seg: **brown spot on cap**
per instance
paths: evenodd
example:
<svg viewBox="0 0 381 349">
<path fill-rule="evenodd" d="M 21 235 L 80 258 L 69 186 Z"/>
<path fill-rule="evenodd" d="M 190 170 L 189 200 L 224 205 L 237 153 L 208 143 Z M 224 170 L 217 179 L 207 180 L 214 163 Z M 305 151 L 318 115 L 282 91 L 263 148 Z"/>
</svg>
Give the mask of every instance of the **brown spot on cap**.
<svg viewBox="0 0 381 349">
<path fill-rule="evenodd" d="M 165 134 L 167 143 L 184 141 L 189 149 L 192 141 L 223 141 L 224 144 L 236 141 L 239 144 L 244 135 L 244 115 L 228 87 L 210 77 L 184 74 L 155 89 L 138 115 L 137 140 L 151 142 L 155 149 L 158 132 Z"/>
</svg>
=====
> _What you have to do_:
Rewrite the material above, changing each "brown spot on cap" to "white spot on cap" and leaving everything else untouched.

> _Exercise result_:
seg: **white spot on cap**
per instance
paths: evenodd
example:
<svg viewBox="0 0 381 349">
<path fill-rule="evenodd" d="M 21 235 L 80 258 L 69 186 Z"/>
<path fill-rule="evenodd" d="M 190 170 L 189 200 L 224 205 L 237 153 L 208 143 Z M 224 170 L 217 179 L 207 180 L 214 163 Z M 305 151 L 318 115 L 282 91 L 263 148 Z"/>
</svg>
Give the mask of every instance of the **white spot on cap**.
<svg viewBox="0 0 381 349">
<path fill-rule="evenodd" d="M 165 134 L 167 143 L 184 141 L 189 149 L 192 141 L 223 141 L 224 144 L 236 141 L 239 144 L 244 135 L 244 115 L 228 87 L 210 77 L 184 74 L 155 89 L 138 115 L 137 140 L 151 142 L 155 149 L 158 132 Z"/>
</svg>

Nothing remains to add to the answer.